Textauszug
So entsteht der Untote, der tierisches und menschliches Fleisch in sich hineinschlingt, ohne es zu verdauen; das Aas verwest im inaktiven Verdauungstrakt und wird von den nachschiebenden Fleischmassen wieder aus dem Körper gedrückt. Denn obwohl empfindungslos, empfindet der Zombie merkwürdigerweise doch pausenlos rasenden Hunger.

Jeder, der noch kein Zombie ist, hat die Pflicht, im Dienste der Menschheitsrettung so viele Zombies wie möglich zu terminieren. Folgerecht türmen sich in dem Splattermovie-Klamauk "Zombieland"(2009, Regie Ruben Fleischer) die Haufen getöteter Untoter regelrecht turmhoch. Dem Massaker zuzuschauen, macht Gruselspaß, weil der Zombie etwas Blind-Böses in sich trägt, das ihn mit der Schreckens- und Gruseltradition der seelenverstümmelten, seelenlosen Nachtwesen in Verbindung bringt.

Datenübersicht
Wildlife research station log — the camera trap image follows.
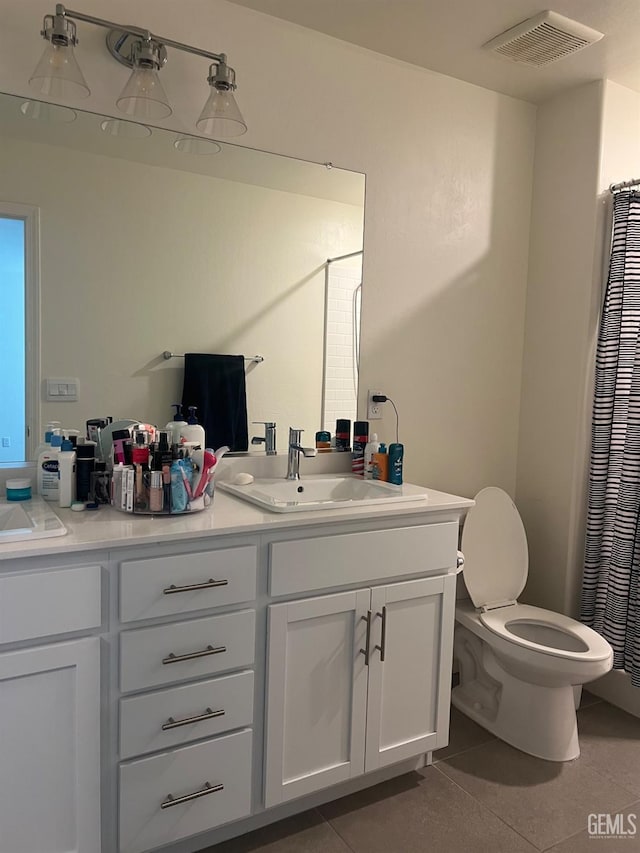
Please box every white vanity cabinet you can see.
[0,486,470,853]
[265,525,457,807]
[0,565,101,853]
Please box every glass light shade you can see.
[20,101,78,124]
[196,86,247,139]
[173,136,222,154]
[100,118,151,139]
[29,42,91,98]
[116,66,173,121]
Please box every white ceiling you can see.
[231,0,640,102]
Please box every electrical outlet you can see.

Zu erledigen
Greifen Sie den Textauszug über Zombies nach seinem letzten Satz auf und schreiben Sie ihn weiter. Die Einträge haben mit dem Textauszug über Zombies nichts zu tun.

Lösung
Die Liste derartiger Wesen ist lang: Werwölfe, Vampire, Wiedergänger. Die Gefahr, die von jenen Kreaturen ausgeht, liegt nicht einfach darin, dass sie kein Bewusstsein haben und daher zu Gefühlen unfähig sind - ein Motiv, das in den modernen Vampir-Geschichten zugunsten der "Tragik" und "Tiefe" solcher Charaktere oft vollständig fallengelassen wird. Nein, die eigentliche Crux der Denaturierten scheint - entgegen dem Brooks-Zombie - metaphysischer Art zu sein: Es handelt sich um totes Leben, ein Leben ohne Lebendigkeit.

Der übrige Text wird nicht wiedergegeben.